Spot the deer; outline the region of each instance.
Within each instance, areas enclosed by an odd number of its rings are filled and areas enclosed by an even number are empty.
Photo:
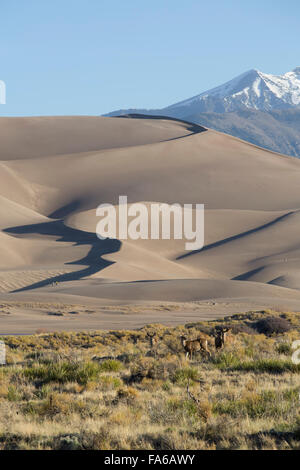
[[[222,349],[226,342],[226,336],[230,328],[219,326],[215,328],[215,348]]]
[[[186,352],[186,358],[192,359],[193,353],[205,352],[208,357],[211,356],[207,347],[208,340],[205,336],[199,336],[196,339],[188,340],[186,336],[180,336],[181,344]]]
[[[157,337],[156,333],[149,333],[149,331],[147,333],[147,336],[148,336],[149,341],[150,341],[150,347],[151,347],[151,349],[153,349],[158,343],[158,337]]]
[[[159,343],[160,338],[157,336],[155,332],[153,333],[147,333],[147,337],[150,341],[150,351],[147,353],[147,355],[152,356],[154,353],[154,356],[156,357],[157,354],[157,346]]]

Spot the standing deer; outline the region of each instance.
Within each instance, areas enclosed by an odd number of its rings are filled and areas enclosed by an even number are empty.
[[[156,333],[149,333],[149,332],[147,333],[147,336],[150,340],[150,347],[151,349],[153,349],[158,343],[158,337]]]
[[[224,347],[226,336],[230,328],[224,328],[223,326],[219,326],[215,328],[215,348],[222,349]]]
[[[208,341],[205,336],[199,336],[196,339],[188,340],[186,336],[180,336],[181,344],[186,352],[186,358],[192,359],[193,353],[201,351],[210,357],[210,351],[207,347]]]
[[[157,336],[157,334],[154,332],[154,333],[147,333],[147,337],[150,341],[150,351],[147,353],[147,356],[150,355],[150,356],[153,356],[154,354],[154,357],[156,357],[157,355],[157,346],[158,346],[158,343],[159,343],[159,337]]]

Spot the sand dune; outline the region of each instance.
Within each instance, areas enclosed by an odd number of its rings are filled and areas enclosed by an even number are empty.
[[[299,160],[172,119],[0,118],[0,138],[0,302],[90,303],[95,315],[106,304],[144,301],[205,308],[214,300],[210,316],[224,314],[220,299],[228,311],[300,309]],[[95,209],[118,209],[119,195],[129,203],[205,204],[204,248],[100,241]],[[137,317],[136,325],[149,322]],[[101,328],[98,318],[78,325]],[[124,316],[118,321],[126,326]]]
[[[0,117],[0,160],[41,158],[92,150],[145,145],[177,139],[197,130],[173,119],[110,119],[103,117]]]

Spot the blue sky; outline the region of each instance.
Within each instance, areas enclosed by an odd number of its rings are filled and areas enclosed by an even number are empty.
[[[299,0],[0,0],[2,116],[163,107],[300,65]]]

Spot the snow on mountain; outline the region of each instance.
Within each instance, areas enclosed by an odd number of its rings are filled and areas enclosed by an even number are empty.
[[[249,70],[224,85],[164,108],[172,115],[192,112],[228,112],[242,108],[269,111],[300,105],[300,67],[284,75]],[[184,109],[185,108],[185,109]]]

--------------------------------------------------

• **THE TASK**:
In the entries above, how many lines hold "outline"? Answer with the number alone.

• **ANSWER FOR THE TASK**:
5